__Stored records__
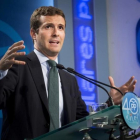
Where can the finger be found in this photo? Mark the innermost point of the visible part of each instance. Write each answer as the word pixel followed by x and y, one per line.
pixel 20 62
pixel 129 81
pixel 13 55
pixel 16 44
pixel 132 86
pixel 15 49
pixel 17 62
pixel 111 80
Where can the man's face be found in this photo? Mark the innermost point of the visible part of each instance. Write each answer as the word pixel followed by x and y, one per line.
==
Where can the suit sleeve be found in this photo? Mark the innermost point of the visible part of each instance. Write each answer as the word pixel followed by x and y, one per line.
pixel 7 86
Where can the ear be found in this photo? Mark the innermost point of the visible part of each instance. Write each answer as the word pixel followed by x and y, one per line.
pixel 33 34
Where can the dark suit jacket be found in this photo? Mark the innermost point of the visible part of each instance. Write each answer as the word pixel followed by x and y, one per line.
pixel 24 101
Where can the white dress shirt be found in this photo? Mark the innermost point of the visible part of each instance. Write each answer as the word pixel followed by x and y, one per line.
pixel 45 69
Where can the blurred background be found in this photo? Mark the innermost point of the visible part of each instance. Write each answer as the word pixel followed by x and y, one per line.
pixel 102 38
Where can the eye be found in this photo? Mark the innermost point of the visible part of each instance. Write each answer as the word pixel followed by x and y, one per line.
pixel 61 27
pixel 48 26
--
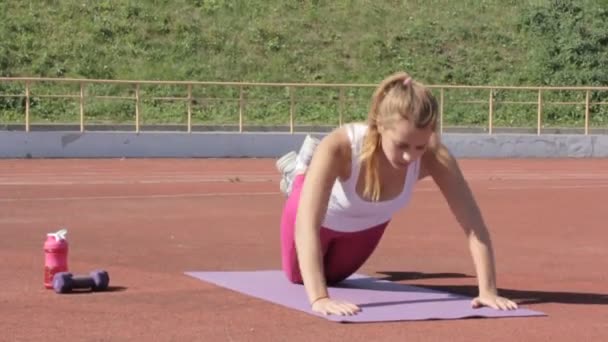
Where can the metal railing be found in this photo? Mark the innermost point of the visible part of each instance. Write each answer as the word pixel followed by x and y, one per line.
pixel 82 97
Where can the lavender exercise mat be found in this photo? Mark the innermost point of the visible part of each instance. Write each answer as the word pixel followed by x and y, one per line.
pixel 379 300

__Task requirements__
Reproduce the data above, starting at the line that contains "Where can the blurred" and ending at the line that contains "pixel 102 38", with "innermost point" renamed to "central point" and every other part left unchanged.

__Expected output__
Where can the blurred background be found in this photo? Mark the central point of the visible part of each instance. Write each answer as the word pixel followed by x and y, one per line.
pixel 102 38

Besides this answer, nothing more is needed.